Rows excerpted from a collection:
□ □ □ □ □ □ □

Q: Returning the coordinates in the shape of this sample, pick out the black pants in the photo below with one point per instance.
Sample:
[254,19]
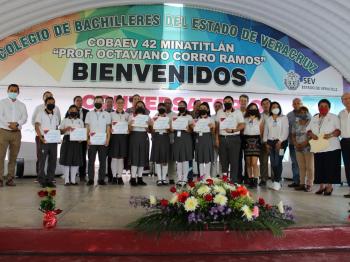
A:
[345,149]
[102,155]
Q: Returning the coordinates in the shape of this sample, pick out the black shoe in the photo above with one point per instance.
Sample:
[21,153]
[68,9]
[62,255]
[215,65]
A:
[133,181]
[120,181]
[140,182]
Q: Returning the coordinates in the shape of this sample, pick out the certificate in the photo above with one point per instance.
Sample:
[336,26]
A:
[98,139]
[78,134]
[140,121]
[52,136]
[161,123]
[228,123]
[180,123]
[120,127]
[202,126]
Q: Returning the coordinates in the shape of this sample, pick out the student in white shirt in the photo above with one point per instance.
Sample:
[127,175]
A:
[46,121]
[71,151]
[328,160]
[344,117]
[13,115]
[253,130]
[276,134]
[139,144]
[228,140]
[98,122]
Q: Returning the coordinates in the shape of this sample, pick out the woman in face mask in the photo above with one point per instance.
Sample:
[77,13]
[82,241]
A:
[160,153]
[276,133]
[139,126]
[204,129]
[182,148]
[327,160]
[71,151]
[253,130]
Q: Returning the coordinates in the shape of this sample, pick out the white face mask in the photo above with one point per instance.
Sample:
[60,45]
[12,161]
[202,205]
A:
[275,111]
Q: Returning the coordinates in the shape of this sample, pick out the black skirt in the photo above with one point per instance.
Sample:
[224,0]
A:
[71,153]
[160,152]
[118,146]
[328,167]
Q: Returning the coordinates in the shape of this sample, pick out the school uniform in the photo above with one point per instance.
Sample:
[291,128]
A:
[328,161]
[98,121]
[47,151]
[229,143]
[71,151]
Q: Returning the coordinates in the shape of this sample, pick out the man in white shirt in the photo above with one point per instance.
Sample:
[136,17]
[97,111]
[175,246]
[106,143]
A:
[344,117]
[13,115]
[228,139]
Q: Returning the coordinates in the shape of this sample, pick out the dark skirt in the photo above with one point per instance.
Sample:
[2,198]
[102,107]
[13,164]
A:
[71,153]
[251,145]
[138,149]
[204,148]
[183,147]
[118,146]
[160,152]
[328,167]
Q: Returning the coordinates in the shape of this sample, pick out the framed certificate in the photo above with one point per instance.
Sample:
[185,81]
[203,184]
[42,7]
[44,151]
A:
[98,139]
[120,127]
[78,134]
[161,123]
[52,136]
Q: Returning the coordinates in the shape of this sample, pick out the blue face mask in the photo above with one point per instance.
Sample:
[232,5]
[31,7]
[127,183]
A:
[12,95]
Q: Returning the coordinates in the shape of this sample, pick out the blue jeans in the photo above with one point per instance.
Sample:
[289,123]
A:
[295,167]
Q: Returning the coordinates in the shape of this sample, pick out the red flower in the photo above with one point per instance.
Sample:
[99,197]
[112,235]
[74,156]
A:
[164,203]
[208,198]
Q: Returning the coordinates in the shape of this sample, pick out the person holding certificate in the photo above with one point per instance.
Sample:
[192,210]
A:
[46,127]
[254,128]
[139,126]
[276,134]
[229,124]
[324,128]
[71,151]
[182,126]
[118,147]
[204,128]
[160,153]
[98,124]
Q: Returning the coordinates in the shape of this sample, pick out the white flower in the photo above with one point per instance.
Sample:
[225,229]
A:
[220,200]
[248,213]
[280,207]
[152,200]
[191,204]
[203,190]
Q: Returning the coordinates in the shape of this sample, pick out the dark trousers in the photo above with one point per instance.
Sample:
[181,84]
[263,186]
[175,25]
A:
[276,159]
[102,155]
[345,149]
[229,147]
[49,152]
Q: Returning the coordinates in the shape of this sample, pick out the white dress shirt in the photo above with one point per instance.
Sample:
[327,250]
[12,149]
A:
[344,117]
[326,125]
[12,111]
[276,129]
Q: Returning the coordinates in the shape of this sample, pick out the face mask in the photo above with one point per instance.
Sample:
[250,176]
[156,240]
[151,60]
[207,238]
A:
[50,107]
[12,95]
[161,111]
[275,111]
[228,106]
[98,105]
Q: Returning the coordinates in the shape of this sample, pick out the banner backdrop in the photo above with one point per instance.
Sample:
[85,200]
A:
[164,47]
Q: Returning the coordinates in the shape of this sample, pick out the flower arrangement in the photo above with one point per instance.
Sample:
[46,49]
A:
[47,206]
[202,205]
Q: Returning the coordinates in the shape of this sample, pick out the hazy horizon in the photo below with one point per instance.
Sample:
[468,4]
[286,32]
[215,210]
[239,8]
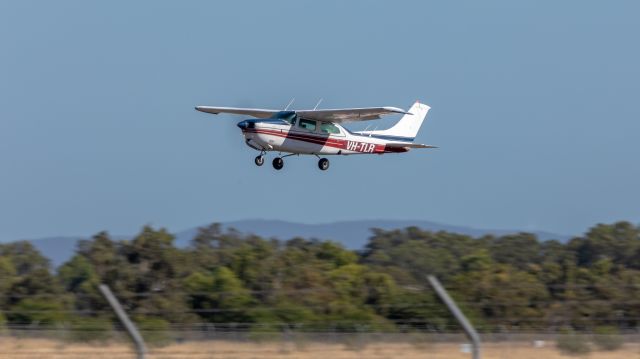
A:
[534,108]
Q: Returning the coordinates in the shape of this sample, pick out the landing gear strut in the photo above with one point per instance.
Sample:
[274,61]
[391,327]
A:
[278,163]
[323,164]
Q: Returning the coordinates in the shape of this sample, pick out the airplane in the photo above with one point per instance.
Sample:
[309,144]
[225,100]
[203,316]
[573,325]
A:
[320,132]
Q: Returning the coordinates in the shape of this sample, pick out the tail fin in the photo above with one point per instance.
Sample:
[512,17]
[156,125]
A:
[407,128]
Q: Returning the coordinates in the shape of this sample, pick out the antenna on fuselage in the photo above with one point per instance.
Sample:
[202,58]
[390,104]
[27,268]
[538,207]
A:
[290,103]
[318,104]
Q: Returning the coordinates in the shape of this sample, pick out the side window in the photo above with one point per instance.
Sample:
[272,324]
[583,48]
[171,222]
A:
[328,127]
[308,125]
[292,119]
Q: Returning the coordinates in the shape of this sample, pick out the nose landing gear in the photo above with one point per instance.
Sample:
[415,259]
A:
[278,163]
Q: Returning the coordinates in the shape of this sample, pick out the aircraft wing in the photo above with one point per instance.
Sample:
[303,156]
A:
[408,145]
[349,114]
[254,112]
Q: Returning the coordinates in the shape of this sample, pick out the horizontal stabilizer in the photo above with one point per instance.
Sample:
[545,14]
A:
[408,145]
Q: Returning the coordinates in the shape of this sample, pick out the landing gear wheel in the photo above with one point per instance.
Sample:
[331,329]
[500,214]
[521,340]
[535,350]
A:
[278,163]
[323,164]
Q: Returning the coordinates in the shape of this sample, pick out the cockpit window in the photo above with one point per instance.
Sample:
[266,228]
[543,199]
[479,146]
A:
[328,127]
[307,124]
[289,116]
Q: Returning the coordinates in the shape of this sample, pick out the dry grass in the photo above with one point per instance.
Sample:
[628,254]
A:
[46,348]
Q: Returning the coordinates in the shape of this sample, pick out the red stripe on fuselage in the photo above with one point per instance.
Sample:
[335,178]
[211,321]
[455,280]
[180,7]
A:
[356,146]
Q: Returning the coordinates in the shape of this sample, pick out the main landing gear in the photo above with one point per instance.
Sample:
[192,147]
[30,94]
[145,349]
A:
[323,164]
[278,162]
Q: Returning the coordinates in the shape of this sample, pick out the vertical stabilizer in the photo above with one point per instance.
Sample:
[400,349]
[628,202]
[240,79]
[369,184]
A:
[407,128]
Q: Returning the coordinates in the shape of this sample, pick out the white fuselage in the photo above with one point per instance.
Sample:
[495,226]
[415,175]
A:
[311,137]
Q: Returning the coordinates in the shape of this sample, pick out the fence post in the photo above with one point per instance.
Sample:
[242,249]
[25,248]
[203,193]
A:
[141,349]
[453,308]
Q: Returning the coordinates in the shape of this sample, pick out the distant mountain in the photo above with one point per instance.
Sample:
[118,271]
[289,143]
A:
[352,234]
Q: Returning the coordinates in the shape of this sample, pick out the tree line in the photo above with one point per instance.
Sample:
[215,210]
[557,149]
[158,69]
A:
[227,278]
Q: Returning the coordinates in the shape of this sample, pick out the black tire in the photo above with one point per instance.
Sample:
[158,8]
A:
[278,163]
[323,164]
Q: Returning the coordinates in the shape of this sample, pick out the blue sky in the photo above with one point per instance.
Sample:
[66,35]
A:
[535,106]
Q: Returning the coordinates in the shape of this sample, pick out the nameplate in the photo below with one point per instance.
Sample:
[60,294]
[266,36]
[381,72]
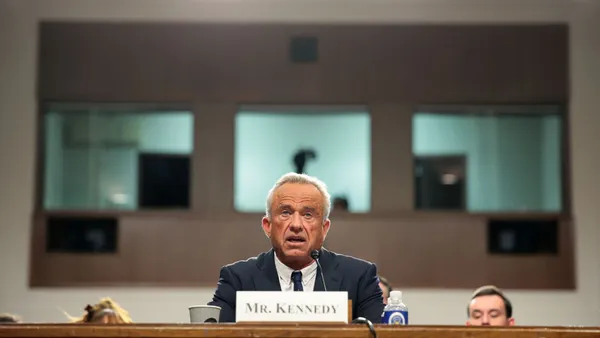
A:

□ □ □ □ □ □ □

Instructions for the task: Quote the stretch from the row containing "the white fuselage" through the end of the rows, both ends included, and leave the pictures out of your answer.

Result of the exercise:
Q: Returning the coordinates in the shape of this sample, pick out the white fuselage in the photo above with one point per instance.
Sample:
[495,226]
[415,175]
A:
[311,137]
Q: Returning the coordinates in the shape of this sample, pick out the fence post in the photo above with one point per instance.
Sample:
[242,249]
[25,248]
[203,193]
A:
[141,349]
[453,308]
Q: Returning the coordinates in the shape of this sample, pick out the distant mountain in the photo above with one point per instance.
Sample:
[118,271]
[289,143]
A:
[352,234]
Q: Returning the coordinates in the shape of this sample, pick out the tree line in the photo above with one point per instance.
Sample:
[215,210]
[557,149]
[158,69]
A:
[227,278]
Q: Returning the coordinates in the shape of this sample, pick out the black tire in the photo above with one point per instance.
Sample:
[158,8]
A:
[278,163]
[323,164]
Q: Returning the coordinates in the shape of this sample, pick out the blue sky in the photo above with one point per instance.
Sample:
[66,35]
A:
[535,106]
Q: Returning the coordinates in the shape of this sample, pick out the nameplate in the photo below with one point per instance.
Sample:
[60,294]
[266,36]
[381,72]
A:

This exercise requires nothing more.